GASTKOMMENTAR
: Der Traum von der deutschen CIA

■ Der BND ist ein Nachrichtendienst, und kein Geheimdienst

Dieselben Politiker, die sonst auf die strikte Einhaltung der Legalität pochen und jedes Abweichen der Polizei vom Legalitätsprinzip strafrechtlich ahnden wollen, lassen das BND- Gesetz Gesetz sein, an dem die Praxis des BND nicht zu messen ist. Stattdessen wird eine in der Phase der Halblegalität des BND entwickelte Praxis als Maßstab gesetzt. Es gilt also die „normative Kraft des Faktischen“ und nicht das Gesetz über den BND, das erst vor knapp einem Jahr in Kraft getreten ist.

Dieses BND-Gesetz begrenzt die Aufgaben des BND auf Nachrichtengewinnung. Er darf Erkenntisse über das Ausland sammeln, die von außer- und sicherheitspolitischer Bedeutung für die Bundesrepublik sind. Klar sind auch die Befugnisse des BND gegenüber ausländischen Geheimdiensten geregelt. Der BND darf nur Informationen übermitteln nach Maßgabe des Verfassungsschutzgesetzes.

- _Aufgaben_
**a)** Wiederhole aus dem Gastkommentar zum BND wörtlich den Abschnitt zwischen „Dieselben Politiker, die“ und „Maßgabe des Verfassungsschutzgesetzes.“, beide eingeschlossen.
**b)** Knüpfe an den letzten Satz des Gastkommentars zum BND an und schreibe ihn weiter.
Für das Folgende spielen die Einträge keine Rolle.

- _Bereitgestelltes Material_
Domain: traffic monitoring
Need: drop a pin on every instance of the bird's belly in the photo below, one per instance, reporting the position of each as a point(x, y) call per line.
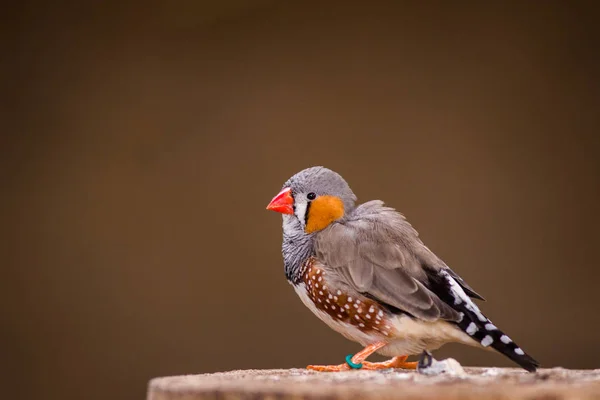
point(349, 331)
point(405, 335)
point(412, 336)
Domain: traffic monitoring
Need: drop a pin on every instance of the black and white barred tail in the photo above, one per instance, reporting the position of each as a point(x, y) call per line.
point(487, 334)
point(481, 329)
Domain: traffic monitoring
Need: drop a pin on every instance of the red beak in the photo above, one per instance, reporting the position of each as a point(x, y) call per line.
point(283, 202)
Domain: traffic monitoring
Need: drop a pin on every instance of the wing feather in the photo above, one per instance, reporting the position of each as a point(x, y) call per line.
point(378, 253)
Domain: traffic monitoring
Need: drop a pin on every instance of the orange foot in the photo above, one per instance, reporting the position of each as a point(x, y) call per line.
point(359, 358)
point(396, 362)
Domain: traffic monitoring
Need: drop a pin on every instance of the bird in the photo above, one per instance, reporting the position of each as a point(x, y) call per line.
point(364, 271)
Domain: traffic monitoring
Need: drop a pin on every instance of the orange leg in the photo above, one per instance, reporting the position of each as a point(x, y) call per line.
point(361, 356)
point(396, 362)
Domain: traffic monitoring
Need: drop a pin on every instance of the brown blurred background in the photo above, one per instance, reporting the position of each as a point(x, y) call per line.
point(142, 142)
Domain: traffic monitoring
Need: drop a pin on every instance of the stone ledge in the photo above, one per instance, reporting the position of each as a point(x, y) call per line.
point(280, 384)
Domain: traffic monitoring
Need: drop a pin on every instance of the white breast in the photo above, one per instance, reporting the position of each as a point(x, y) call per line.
point(411, 336)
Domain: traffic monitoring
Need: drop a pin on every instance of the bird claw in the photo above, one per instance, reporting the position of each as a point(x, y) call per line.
point(329, 368)
point(396, 362)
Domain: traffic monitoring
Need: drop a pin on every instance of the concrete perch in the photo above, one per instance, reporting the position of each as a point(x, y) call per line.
point(477, 383)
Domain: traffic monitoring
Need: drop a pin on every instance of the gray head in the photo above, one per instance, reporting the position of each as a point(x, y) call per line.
point(312, 199)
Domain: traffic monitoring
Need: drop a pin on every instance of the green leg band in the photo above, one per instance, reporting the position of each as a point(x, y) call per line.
point(351, 364)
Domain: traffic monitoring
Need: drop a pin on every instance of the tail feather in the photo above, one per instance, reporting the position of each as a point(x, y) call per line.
point(479, 327)
point(487, 334)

- _Lösungen_
**a)**
Dieselben Politiker, die sonst auf die strikte Einhaltung der Legalität pochen und jedes Abweichen der Polizei vom Legalitätsprinzip strafrechtlich ahnden wollen, lassen das BND- Gesetz Gesetz sein, an dem die Praxis des BND nicht zu messen ist. Stattdessen wird eine in der Phase der Halblegalität des BND entwickelte Praxis als Maßstab gesetzt. Es gilt also die „normative Kraft des Faktischen“ und nicht das Gesetz über den BND, das erst vor knapp einem Jahr in Kraft getreten ist.

Dieses BND-Gesetz begrenzt die Aufgaben des BND auf Nachrichtengewinnung. Er darf Erkenntisse über das Ausland sammeln, die von außer- und sicherheitspolitischer Bedeutung für die Bundesrepublik sind. Klar sind auch die Befugnisse des BND gegenüber ausländischen Geheimdiensten geregelt. Der BND darf nur Informationen übermitteln nach Maßgabe des Verfassungsschutzgesetzes.

**b)**
Er ist somit ein Nachrichtendienst und kein Geheimdienst wie die CIA. Also darf er keine Revolutionen anzetteln; er darf nicht morden, um dadurch an Informationen zu gelangen, er darf nicht Kriegsgerät liefern, um als Gegenpreis die Ware „Erkenntnisse“ zu erhalten. Wer etwas anderes will, muß das BND-Gesetz ändern, sonst macht man mit derselben Logik morgen aus der Befugnis, „personenbezogene Daten“ an andere Geheimdienste zu übermitteln, das Recht, die Personen selbst zu überstellen. Auch aus der „VS-vertraulichen“ Rahmenvereinbarung zwischen dem Chef des Bundeskanzleramts und dem Bundesverteidigungsminister vom 11.September 1971 (über die nicht einmal die Parlamentarische Kontrollkommission unterrichtet worden ist) kann man keine Befugnis des BND zum Waffenhandel herauslesen. Geregelt ist die Unterstützung des BND durch die Bundeswehr, „insbesondere durch Transporte, Gestellung von Geräten und Liegenschaften“.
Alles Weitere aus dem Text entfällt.